Excerpted passage
# Silvia v3 blown boiler



## 4085 (Nov 23, 2012)

Hi I have a good friend with the above. He says he has blown the boiler and thinks it is quite common on these (though I do not know!). He is going to check if it is the element tonight, and presuming it is, has anyone any advice or spares or has anyone dealt with this bunch

http://www.spanglefish.com/avicennassolution/index.asp?pageid=283737


----------



## michaelg (Jul 25, 2013)

I got my wooden portafilter handles done by the guy (apparently by a contact of his rather than by him personally). Took quite a while and communication a bit hit and miss at times but prices very reasonable and delivery covered as it took longer than expected so can't complain. Think fixing machines is what he personally does though so timelines more under his control.


----------



## davies77 (Jan 25, 2015)

Not being a servicer, yes on very long runs you could run dry, which will kill your element quickly, but I think theres enough water in there to make quite a bit of steam. A more likely option is that they are not primed after steaming, which lead them to boil dry.

Thanks,

George Davies

MoreThanMaintenance.co.uk


----------



## Wando64 (Feb 28, 2011)

If I ever had to replace the boiler on mine I would look into the feasibility of using a V4 boiler.

I don't know if the two are interchangeable, but worth looking into it as the V4 boiler uses an heating element that can be independently replaced.


----------

Description of the task
Please transcribe the part of the Silvia boiler thread starting with "Not being a" and going on through "(Feb 28, 2011)".

Provided data
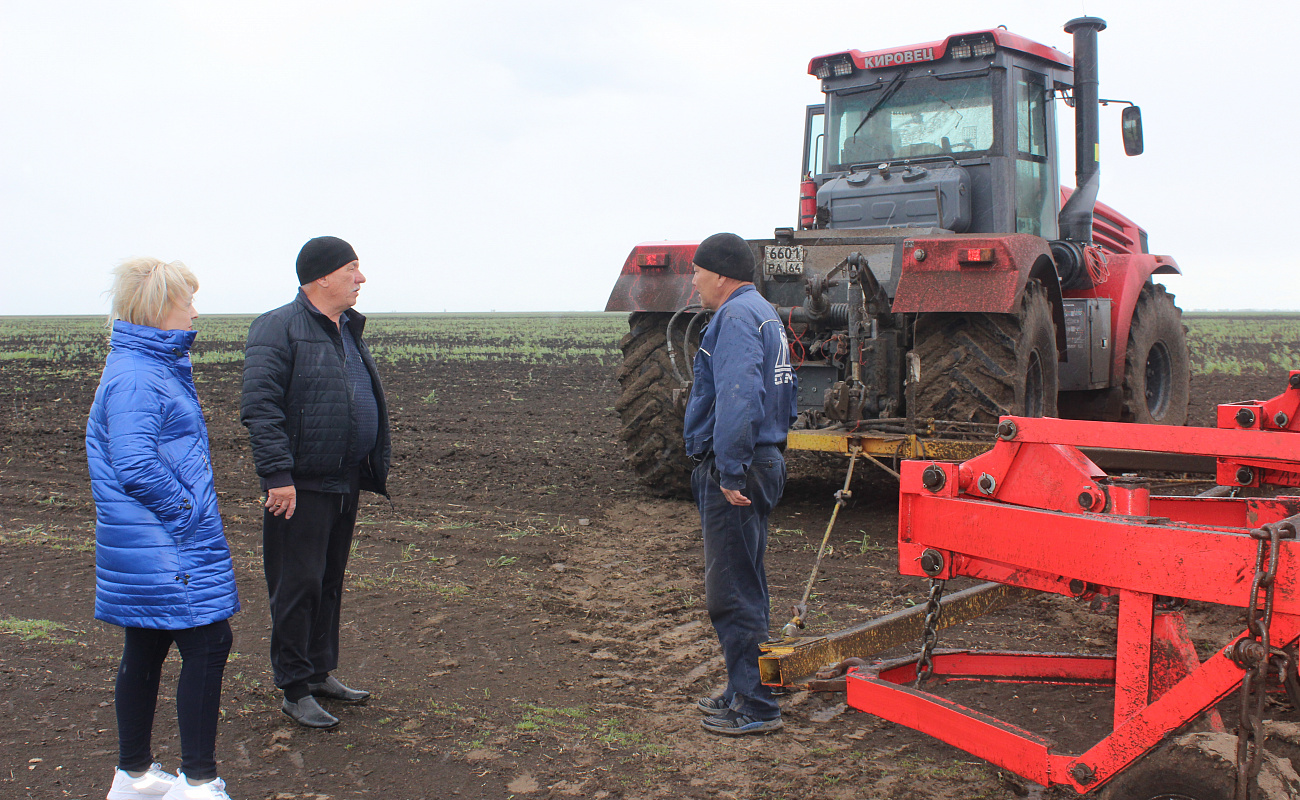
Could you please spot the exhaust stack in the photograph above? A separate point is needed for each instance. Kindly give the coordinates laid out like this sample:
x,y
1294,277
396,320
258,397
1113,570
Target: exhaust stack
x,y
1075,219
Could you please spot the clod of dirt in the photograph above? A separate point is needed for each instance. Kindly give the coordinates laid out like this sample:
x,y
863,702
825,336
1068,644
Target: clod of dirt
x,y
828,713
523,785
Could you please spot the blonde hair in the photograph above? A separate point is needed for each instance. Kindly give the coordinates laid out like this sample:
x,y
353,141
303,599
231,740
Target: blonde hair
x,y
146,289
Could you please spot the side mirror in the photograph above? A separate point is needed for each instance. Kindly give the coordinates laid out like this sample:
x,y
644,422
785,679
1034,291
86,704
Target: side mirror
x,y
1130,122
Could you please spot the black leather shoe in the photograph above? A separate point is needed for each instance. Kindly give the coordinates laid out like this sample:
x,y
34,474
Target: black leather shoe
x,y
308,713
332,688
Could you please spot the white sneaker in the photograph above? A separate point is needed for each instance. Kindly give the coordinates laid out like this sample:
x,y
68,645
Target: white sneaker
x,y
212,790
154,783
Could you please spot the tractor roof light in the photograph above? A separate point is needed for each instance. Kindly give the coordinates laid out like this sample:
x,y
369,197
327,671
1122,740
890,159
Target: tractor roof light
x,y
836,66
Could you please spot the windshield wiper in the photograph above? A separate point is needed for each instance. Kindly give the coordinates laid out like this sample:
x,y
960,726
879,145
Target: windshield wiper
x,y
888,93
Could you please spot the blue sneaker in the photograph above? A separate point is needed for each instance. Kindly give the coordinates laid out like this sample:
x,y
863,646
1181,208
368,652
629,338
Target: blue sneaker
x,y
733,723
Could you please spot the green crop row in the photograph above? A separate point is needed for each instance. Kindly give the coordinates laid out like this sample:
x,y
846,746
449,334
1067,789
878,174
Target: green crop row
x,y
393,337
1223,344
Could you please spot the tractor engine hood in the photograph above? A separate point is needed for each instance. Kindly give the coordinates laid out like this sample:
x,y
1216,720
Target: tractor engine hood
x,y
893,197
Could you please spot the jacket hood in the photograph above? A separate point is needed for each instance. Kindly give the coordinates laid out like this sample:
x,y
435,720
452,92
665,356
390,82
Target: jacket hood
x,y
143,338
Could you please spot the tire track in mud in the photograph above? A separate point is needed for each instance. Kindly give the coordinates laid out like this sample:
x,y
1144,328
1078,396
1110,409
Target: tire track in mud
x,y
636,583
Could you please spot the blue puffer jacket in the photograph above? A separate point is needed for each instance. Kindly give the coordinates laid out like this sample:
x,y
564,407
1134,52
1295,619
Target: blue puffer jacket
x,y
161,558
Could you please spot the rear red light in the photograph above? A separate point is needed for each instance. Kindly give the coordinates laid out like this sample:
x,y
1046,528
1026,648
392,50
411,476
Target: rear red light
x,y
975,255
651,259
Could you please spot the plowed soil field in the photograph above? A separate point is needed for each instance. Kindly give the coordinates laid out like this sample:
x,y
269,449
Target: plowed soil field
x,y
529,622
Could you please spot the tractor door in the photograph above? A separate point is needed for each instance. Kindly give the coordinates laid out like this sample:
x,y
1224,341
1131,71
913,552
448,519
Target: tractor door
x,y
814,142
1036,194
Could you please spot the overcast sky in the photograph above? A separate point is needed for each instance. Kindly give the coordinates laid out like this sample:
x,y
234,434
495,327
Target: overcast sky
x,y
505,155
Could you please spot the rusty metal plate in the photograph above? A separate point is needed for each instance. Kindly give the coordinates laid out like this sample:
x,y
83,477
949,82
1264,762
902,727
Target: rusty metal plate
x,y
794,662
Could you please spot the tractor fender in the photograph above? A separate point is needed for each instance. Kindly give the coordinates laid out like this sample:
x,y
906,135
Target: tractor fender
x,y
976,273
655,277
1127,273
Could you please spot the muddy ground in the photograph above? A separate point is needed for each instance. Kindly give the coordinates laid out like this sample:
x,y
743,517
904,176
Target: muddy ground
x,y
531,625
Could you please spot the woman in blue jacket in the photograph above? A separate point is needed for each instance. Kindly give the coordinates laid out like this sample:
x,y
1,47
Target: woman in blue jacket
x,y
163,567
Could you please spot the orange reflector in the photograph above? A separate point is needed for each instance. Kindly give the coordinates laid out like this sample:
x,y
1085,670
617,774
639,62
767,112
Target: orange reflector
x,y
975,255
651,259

Result of this exercise
Not being a servicer, yes on very long runs you could run dry, which will kill your element quickly, but I think theres enough water in there to make quite a bit of steam. A more likely option is that they are not primed after steaming, which lead them to boil dry.

Thanks,

George Davies

MoreThanMaintenance.co.uk


----------



## Wando64 (Feb 28, 2011)